Locate each line in the items below that contains the string "clicks" and copy those lines. Case counts.
*****
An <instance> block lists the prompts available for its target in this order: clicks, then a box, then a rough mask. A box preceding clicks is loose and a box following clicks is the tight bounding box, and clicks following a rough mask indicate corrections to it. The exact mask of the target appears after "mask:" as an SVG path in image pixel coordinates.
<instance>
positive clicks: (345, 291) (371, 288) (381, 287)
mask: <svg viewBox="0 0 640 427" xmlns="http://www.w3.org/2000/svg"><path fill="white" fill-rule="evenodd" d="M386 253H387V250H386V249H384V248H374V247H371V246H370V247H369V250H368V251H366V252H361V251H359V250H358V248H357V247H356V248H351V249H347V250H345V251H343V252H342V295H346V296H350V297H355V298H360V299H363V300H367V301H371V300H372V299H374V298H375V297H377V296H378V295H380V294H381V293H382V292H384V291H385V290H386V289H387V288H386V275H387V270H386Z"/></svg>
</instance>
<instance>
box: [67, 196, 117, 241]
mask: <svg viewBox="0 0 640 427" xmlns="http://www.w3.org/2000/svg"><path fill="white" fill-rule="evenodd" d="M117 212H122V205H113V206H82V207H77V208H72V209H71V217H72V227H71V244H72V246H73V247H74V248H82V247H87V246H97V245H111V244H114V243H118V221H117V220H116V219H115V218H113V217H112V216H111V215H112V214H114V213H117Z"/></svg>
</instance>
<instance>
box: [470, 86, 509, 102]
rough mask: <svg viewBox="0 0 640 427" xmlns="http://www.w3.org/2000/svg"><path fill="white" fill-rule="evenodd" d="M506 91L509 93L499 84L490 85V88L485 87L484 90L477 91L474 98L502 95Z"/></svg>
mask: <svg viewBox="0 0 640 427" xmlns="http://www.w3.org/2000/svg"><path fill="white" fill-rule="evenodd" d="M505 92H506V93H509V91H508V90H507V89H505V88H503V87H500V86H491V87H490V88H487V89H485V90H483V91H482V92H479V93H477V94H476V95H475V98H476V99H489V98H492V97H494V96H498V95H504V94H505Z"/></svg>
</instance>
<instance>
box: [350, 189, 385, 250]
*****
**Solution to the exercise**
An <instance> block lists the prompts available for its target in this order: clicks, then a box, then a rough mask. A box preceding clicks is loose and a box following clicks is the tight bounding box, and clicks following a rough mask indicate corrections to it. The exact mask of the target appears after "mask:" as an SVG path in image pixel coordinates.
positive clicks: (345, 291) (371, 288) (381, 287)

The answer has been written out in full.